── The data ──

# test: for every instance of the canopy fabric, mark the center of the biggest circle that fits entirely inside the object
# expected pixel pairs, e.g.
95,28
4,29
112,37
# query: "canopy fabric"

───

(Given request):
Copy out every line of the data above word for word, keeping each character and line break unchanged.

(Result of the exercise):
# test: for every instance of the canopy fabric, mark the center of the biggest circle that fits entirely inside the object
# expected pixel pairs, e.g.
95,28
4,29
112,37
# query: "canopy fabric"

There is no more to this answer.